"""

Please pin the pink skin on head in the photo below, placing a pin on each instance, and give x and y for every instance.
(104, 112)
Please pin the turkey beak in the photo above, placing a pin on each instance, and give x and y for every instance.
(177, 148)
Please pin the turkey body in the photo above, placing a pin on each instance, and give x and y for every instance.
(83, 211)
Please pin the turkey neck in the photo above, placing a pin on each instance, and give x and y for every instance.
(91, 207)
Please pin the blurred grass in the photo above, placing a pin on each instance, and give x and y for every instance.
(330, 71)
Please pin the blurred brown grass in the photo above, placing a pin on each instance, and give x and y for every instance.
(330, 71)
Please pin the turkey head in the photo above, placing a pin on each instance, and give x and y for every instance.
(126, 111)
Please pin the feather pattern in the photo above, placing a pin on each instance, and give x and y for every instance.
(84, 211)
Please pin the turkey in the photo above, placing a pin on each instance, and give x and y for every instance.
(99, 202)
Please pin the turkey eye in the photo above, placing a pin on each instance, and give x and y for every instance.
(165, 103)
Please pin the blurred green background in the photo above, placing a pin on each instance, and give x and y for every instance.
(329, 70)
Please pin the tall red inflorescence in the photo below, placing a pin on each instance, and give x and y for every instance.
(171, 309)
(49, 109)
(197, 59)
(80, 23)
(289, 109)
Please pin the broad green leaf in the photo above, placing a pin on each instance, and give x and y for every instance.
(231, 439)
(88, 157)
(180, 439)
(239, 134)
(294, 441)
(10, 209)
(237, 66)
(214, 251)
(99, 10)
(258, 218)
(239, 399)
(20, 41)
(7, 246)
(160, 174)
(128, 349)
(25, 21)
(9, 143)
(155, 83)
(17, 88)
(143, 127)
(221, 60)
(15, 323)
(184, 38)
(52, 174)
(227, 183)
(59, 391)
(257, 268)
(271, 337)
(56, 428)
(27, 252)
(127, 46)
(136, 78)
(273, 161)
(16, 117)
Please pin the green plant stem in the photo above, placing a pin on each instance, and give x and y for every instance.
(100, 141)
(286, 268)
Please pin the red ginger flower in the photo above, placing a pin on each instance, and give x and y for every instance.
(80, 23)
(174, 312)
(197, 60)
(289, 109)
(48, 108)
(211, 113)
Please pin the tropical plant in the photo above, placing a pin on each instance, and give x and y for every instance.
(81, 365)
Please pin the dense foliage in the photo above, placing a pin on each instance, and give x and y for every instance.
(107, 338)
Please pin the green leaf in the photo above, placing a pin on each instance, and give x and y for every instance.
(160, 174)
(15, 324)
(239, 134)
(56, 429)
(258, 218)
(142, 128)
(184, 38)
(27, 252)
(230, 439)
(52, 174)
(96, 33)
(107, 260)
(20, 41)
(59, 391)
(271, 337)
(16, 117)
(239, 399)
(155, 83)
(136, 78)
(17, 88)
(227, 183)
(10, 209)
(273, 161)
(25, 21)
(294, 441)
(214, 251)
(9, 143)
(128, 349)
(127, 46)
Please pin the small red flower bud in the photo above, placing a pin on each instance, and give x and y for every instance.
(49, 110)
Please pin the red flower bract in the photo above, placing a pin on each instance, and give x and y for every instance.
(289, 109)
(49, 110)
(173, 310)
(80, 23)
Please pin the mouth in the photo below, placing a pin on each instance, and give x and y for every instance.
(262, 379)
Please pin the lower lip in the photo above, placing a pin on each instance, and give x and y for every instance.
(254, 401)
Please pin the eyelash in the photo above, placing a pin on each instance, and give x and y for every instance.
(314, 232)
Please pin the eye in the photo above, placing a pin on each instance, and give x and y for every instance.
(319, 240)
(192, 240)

"""

Exercise: Copy the lines of the listing from the one containing "Please pin the red flower" through the end of the listing, substituting "upper lip" for "lower lip" and leaving everything else unchanged.

Response for this exercise:
Please pin the red flower bract in the photo above, placing a pin on each instance, and give x and y for every instance.
(289, 109)
(49, 110)
(173, 310)
(80, 23)
Please pin the mouth in the photo below, placing a pin on each instance, and give x and y for every instance.
(262, 379)
Please pin the upper lip in the photo above, placing a pin on each instance, and give x and y for every instance.
(254, 401)
Please pin the eyelash in the photo above, placing a pin on each instance, and give x and y for every instance.
(314, 232)
Please pin the eye in the photo above, placing a pin on each instance, and give x and y for every instance.
(319, 240)
(192, 240)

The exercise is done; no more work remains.